GIVEN EXERCISE: Copy the lines from the one containing "[outline] weathered wood wall" through the end of the items, changing "weathered wood wall" to "aged plank wall" and leaving everything else the same.

________________

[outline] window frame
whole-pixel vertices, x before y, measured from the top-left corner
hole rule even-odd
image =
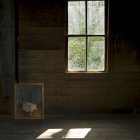
[[[68,2],[69,1],[85,1],[85,34],[68,34]],[[104,35],[93,35],[88,34],[87,29],[87,2],[88,1],[104,1]],[[109,0],[66,0],[66,21],[65,21],[65,72],[66,73],[106,73],[108,72],[108,44],[109,44]],[[103,71],[88,71],[87,62],[85,71],[69,71],[68,70],[68,38],[69,37],[85,37],[86,38],[86,61],[87,61],[87,47],[88,47],[88,37],[104,37],[105,38],[105,60],[104,60],[104,70]]]

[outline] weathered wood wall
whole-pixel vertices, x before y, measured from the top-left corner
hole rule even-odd
[[[45,84],[45,113],[140,108],[138,4],[110,0],[109,73],[68,74],[65,0],[19,0],[19,82]]]
[[[110,3],[111,71],[68,74],[64,71],[64,0],[20,0],[19,81],[45,84],[45,112],[131,113],[140,107],[140,51],[131,34],[135,32],[127,31],[129,16],[123,6]]]
[[[0,0],[0,114],[10,112],[15,83],[14,0]],[[8,98],[7,98],[8,97]]]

________________

THE OUTPUT:
[outline] aged plank wall
whole-pixel vertices, x before y, measured from the top-left corner
hole rule even-odd
[[[45,84],[45,113],[140,108],[138,4],[110,0],[109,73],[68,74],[65,0],[19,0],[19,82]]]
[[[110,3],[111,71],[68,74],[64,71],[64,0],[20,0],[19,81],[45,84],[45,112],[131,113],[140,107],[140,51],[131,34],[135,32],[127,31],[129,16],[123,6]]]
[[[0,0],[0,114],[10,112],[15,83],[14,0]],[[8,98],[7,98],[8,97]]]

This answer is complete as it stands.